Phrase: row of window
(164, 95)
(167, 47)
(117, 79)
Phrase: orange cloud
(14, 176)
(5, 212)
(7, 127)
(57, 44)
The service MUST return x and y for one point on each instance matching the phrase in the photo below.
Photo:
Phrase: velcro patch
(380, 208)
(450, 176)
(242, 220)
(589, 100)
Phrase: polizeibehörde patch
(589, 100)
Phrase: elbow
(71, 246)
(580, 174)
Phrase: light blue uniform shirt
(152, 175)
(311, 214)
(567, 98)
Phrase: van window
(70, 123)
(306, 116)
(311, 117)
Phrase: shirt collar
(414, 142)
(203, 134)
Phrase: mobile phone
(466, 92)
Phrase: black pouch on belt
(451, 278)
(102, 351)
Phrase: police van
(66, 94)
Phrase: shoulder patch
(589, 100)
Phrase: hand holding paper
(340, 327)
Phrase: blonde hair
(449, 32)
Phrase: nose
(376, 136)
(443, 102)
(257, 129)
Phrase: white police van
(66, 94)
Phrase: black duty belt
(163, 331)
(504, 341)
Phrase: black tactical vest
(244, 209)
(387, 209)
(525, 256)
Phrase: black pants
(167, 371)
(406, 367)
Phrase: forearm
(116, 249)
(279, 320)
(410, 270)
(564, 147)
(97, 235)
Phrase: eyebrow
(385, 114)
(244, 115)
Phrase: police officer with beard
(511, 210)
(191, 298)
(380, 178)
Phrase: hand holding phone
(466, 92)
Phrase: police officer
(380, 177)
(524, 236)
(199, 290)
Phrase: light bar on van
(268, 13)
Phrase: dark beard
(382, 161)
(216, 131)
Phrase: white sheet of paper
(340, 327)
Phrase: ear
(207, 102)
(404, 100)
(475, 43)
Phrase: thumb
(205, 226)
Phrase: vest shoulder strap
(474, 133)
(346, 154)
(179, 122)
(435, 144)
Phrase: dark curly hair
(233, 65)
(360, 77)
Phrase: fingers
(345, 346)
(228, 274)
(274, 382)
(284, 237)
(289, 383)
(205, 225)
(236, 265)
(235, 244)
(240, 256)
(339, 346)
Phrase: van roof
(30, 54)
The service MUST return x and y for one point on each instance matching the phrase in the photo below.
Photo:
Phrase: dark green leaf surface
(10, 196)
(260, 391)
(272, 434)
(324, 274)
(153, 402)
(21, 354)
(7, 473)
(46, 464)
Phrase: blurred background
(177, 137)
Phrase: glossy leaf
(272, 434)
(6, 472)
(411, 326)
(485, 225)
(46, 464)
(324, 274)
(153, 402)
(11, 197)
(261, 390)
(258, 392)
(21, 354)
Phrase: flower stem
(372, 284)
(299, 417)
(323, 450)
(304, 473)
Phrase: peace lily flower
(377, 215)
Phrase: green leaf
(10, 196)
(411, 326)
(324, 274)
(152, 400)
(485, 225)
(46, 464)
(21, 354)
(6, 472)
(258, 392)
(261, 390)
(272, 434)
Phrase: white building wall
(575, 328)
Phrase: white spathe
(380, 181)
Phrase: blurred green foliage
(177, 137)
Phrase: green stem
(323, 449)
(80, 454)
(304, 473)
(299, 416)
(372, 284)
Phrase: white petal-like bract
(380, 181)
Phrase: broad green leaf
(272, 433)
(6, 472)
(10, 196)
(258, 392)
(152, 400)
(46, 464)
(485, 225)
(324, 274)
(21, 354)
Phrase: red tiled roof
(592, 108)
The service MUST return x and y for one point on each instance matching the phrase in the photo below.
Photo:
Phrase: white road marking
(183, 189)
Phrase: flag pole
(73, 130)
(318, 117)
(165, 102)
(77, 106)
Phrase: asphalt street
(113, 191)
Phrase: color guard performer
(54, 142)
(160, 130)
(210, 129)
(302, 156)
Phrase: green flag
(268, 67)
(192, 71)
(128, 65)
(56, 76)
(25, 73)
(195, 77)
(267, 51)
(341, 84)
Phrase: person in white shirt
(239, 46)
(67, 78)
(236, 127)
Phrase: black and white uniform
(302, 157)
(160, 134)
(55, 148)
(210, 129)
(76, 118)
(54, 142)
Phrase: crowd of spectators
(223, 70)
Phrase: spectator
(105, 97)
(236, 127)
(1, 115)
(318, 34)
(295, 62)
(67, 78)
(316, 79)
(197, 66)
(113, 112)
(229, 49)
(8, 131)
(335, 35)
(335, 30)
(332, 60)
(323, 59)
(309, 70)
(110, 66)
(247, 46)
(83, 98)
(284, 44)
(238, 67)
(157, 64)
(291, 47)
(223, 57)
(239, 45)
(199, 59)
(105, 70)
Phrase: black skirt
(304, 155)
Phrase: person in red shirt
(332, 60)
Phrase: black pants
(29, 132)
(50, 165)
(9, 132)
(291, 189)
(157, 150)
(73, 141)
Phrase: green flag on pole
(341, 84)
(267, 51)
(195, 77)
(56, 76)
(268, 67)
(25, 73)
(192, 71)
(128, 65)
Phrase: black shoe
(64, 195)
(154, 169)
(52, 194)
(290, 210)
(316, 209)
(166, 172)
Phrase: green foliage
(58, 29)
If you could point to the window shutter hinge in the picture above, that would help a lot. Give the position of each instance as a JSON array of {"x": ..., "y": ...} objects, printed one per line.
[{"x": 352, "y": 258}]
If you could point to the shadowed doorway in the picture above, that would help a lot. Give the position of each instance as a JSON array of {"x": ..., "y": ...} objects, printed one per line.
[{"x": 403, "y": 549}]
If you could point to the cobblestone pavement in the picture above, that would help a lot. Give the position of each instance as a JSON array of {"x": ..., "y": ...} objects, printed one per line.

What is asked – Please set down each line of the records exactly as given.

Result for this task –
Phrase: row of window
(164, 95)
(167, 47)
(117, 79)
Phrase: orange cloud
(14, 176)
(5, 212)
(7, 127)
(57, 44)
The service MUST return x and y for one point on each instance matching the phrase in the photo below.
Photo:
Phrase: velcro patch
(380, 208)
(450, 176)
(242, 220)
(589, 100)
Phrase: polizeibehörde patch
(589, 100)
Phrase: elbow
(71, 246)
(580, 174)
Phrase: light blue uniform shirt
(152, 175)
(311, 214)
(567, 98)
Phrase: van window
(70, 123)
(306, 116)
(311, 117)
Phrase: shirt collar
(414, 142)
(203, 134)
Phrase: mobile phone
(466, 92)
Phrase: black pouch on belt
(451, 278)
(102, 351)
Phrase: police van
(66, 94)
Phrase: shoulder patch
(589, 100)
Phrase: hand holding paper
(340, 327)
Phrase: blonde hair
(449, 32)
Phrase: nose
(376, 136)
(443, 102)
(257, 129)
Phrase: white police van
(66, 94)
Phrase: black duty belt
(163, 331)
(504, 341)
Phrase: black tactical vest
(244, 209)
(387, 209)
(525, 256)
Phrase: black pants
(167, 371)
(406, 367)
Phrase: forearm
(116, 249)
(279, 320)
(410, 270)
(564, 147)
(97, 235)
Phrase: eyebrow
(385, 114)
(244, 115)
Phrase: police officer with beard
(511, 210)
(191, 298)
(380, 178)
Phrase: hand holding phone
(466, 92)
Phrase: police officer
(380, 177)
(524, 236)
(199, 290)
Phrase: light bar on van
(268, 13)
Phrase: dark beard
(382, 161)
(216, 131)
Phrase: white sheet of paper
(340, 327)
Phrase: ear
(207, 102)
(404, 100)
(475, 43)
Phrase: thumb
(205, 226)
Phrase: vest shoulder strap
(474, 133)
(346, 154)
(179, 122)
(435, 144)
Phrase: dark curly hair
(233, 65)
(360, 77)
Phrase: fingers
(345, 346)
(228, 274)
(274, 382)
(284, 237)
(289, 383)
(205, 225)
(236, 265)
(235, 244)
(240, 256)
(339, 346)
Phrase: van roof
(30, 54)
The service MUST return x and y for one point on each instance matching the phrase in the photo below.
Photo:
Phrase: dark green leaf surface
(10, 196)
(260, 391)
(272, 434)
(324, 274)
(153, 402)
(21, 354)
(7, 473)
(46, 464)
Phrase: blurred background
(177, 137)
Phrase: glossy leaf
(272, 434)
(6, 472)
(411, 326)
(485, 225)
(46, 464)
(324, 274)
(153, 402)
(11, 197)
(261, 390)
(258, 392)
(21, 354)
Phrase: flower stem
(372, 284)
(299, 417)
(323, 450)
(304, 473)
Phrase: peace lily flower
(377, 215)
Phrase: green leaf
(10, 196)
(411, 326)
(324, 274)
(152, 400)
(485, 225)
(46, 464)
(21, 354)
(6, 472)
(258, 392)
(261, 390)
(272, 434)
Phrase: white building wall
(575, 328)
Phrase: white spathe
(380, 181)
Phrase: blurred green foliage
(177, 137)
Phrase: green stem
(323, 449)
(80, 454)
(304, 473)
(299, 416)
(372, 284)
Phrase: white petal-like bract
(380, 181)
Phrase: broad green leaf
(272, 433)
(6, 472)
(10, 196)
(258, 392)
(152, 400)
(46, 464)
(485, 225)
(324, 274)
(21, 354)
Phrase: red tiled roof
(592, 108)
The service MUST return x and y for one point on each instance matching the phrase in the photo below.
Photo:
Phrase: white road marking
(183, 189)
Phrase: flag pole
(73, 130)
(318, 117)
(165, 102)
(77, 106)
Phrase: asphalt street
(113, 191)
Phrase: color guard performer
(54, 142)
(160, 130)
(210, 129)
(302, 156)
Phrase: green flag
(268, 67)
(192, 71)
(128, 65)
(56, 76)
(25, 73)
(195, 77)
(267, 51)
(341, 84)
Phrase: person in white shirt
(239, 46)
(67, 78)
(236, 127)
Phrase: black and white uniform
(302, 157)
(160, 134)
(55, 148)
(210, 129)
(76, 118)
(54, 142)
Phrase: crowd of spectators
(223, 70)
Phrase: spectator
(105, 97)
(236, 127)
(1, 115)
(318, 34)
(295, 62)
(67, 78)
(316, 79)
(197, 66)
(113, 112)
(229, 49)
(8, 131)
(335, 35)
(335, 30)
(332, 60)
(323, 59)
(309, 70)
(110, 66)
(247, 46)
(83, 98)
(284, 44)
(238, 67)
(157, 64)
(291, 47)
(223, 57)
(239, 45)
(199, 59)
(105, 70)
Phrase: black skirt
(304, 155)
Phrase: person in red shirt
(332, 60)
Phrase: black pants
(29, 132)
(50, 165)
(9, 132)
(291, 189)
(157, 150)
(73, 141)
Phrase: green flag on pole
(341, 84)
(267, 51)
(195, 77)
(56, 76)
(268, 67)
(25, 73)
(192, 71)
(128, 65)
Phrase: black shoe
(64, 195)
(154, 169)
(52, 194)
(290, 210)
(316, 209)
(166, 172)
Phrase: green foliage
(58, 29)
If you could point to the window shutter hinge in the picture above, that would help a lot. Give the position of each instance as a JSON array of {"x": ..., "y": ...} objects, printed one per line.
[{"x": 352, "y": 258}]
If you could point to the shadowed doorway in the picture above, that would help a lot. Give the position of each instance as a JSON array of {"x": ..., "y": ...} objects, printed one per line.
[{"x": 403, "y": 549}]
If you could point to the cobblestone pavement in the picture above, that would help a lot. Give the position of each instance as a JSON array of {"x": ..., "y": ...} objects, printed one per line.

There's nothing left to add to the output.